UNTERSUCHTER TEXT —
Die Sandbirke bildet ein nicht sehr tiefgehendes, aber intensives
Herzwurzelsystem. Die wechselständigen, gestielten Laubblätter sind 4 bis 7
Zentimeter lang. Sie sind rautenförmig, mit lang ausgezogener Spitze, ihr Rand
ist doppelt gesägt.
Die Hängebirke ist einhäusig, weibliche und männliche Blüten sind getrennt in
hängenden Kätzchen auf einer Pflanze. Blütezeit ist von April bis Mai, die Samen
reifen im August bis September. Die Samen sind etwa 3 Millimeter lange Nüsschen,
die dünnhäutig geflügelt sind. Die leichten Samen werden durch den Wind
verbreitet und keimen bei ausreichend Feuchtigkeit sofort.
Vorkommen und Ökologie
Die Hängebirke ist eine ausgesprochene Lichtbaumart mit mehrschichtiger Krone
und schraubiger Blattanordnung. In Mitteleuropa ist sie die wichtigste
Pionierbaumart, die als erste Brach-, Trümmer- und Kahlflächen besiedelt. Sie
ist gegenüber dem Boden anspruchslos und wächst auch auf trockenen Standorten,
hat aber einen großen Wasserverbrauch. Sie meidet Kalkböden und ist wegen ihrer
Anpruchslosigkeit auch auf Moorböden und auf anderen Extremstandorten zu finden,
auf die sie wegen der Konkurrenzschwäche verdrängt wird. Sie meidet Hitze und
ist mäßig frosthart, ihr Photosyntheseoptimum liegt unter 20 °C und sie ist mit
ihrem frühen Laubaustrieb an kurze Vegetationsperioden angepasst.

DATEN —
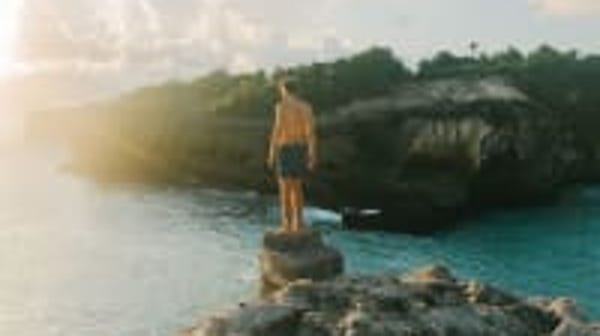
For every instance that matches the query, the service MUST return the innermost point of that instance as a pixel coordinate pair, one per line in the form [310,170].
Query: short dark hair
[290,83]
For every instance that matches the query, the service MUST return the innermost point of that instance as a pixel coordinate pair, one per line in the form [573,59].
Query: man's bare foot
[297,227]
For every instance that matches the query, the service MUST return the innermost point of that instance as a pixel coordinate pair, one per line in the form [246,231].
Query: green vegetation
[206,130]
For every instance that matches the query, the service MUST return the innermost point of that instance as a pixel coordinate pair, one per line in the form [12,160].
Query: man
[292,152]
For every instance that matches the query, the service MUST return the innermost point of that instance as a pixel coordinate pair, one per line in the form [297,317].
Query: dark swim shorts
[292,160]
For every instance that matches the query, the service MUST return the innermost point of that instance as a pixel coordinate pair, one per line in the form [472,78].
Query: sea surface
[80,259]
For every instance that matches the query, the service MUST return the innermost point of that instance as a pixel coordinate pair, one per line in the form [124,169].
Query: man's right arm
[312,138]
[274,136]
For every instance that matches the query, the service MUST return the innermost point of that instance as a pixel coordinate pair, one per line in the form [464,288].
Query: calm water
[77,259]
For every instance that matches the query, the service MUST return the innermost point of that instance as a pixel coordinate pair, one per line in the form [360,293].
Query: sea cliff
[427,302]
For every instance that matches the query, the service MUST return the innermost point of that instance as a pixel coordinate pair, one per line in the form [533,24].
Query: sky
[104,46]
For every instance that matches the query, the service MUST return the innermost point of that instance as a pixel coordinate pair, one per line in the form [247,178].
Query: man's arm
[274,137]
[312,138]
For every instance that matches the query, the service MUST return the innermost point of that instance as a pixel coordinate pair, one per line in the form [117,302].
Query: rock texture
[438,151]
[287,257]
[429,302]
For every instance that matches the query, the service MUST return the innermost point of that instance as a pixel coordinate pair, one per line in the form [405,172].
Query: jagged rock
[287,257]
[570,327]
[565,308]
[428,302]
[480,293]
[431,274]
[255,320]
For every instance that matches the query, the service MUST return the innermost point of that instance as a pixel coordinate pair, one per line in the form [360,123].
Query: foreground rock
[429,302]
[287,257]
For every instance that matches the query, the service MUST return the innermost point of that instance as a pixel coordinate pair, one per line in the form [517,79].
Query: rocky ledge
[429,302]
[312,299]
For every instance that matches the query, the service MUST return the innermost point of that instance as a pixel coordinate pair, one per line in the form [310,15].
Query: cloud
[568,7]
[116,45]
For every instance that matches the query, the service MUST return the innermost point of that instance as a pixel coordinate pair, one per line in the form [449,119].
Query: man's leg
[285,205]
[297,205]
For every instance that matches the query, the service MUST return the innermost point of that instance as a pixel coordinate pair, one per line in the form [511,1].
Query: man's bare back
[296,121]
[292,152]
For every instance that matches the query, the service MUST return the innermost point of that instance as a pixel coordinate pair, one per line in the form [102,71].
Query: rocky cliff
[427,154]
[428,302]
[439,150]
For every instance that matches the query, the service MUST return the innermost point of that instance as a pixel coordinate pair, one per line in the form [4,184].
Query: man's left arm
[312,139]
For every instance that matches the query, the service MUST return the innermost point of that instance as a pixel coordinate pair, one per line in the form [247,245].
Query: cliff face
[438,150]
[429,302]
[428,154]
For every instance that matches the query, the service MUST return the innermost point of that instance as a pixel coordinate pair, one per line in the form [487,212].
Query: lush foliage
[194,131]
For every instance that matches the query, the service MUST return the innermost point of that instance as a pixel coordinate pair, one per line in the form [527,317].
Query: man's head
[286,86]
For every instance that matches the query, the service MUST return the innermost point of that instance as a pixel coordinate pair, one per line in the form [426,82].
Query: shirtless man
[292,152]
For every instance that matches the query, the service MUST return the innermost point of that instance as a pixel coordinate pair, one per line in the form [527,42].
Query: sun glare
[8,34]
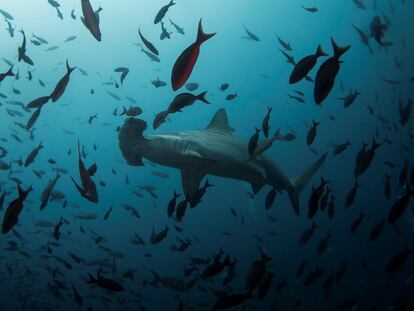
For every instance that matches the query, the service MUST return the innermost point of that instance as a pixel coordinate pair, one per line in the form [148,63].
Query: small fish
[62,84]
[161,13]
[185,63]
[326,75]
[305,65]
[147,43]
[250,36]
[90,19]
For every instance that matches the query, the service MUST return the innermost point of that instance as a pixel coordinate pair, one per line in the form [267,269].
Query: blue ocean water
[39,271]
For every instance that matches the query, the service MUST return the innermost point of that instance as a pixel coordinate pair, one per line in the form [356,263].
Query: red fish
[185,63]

GELESENES ANWENDEN —
1. Wie lang sind die Laubblätter laut dem Text über die Hängebirke?
2. Gib aus dem Text über die Hängebirke alles von „Die Hängebirke ist einhäusig, weibliche“ bis hinunter zu „ausreichend Feuchtigkeit sofort.“ wortgetreu aus.

ERGEBNISSE JE AUFGABE —
1. 4 bis 7 Zentimeter.

2.
Die Hängebirke ist einhäusig, weibliche und männliche Blüten sind getrennt in
hängenden Kätzchen auf einer Pflanze. Blütezeit ist von April bis Mai, die Samen
reifen im August bis September. Die Samen sind etwa 3 Millimeter lange Nüsschen,
die dünnhäutig geflügelt sind. Die leichten Samen werden durch den Wind
verbreitet und keimen bei ausreichend Feuchtigkeit sofort.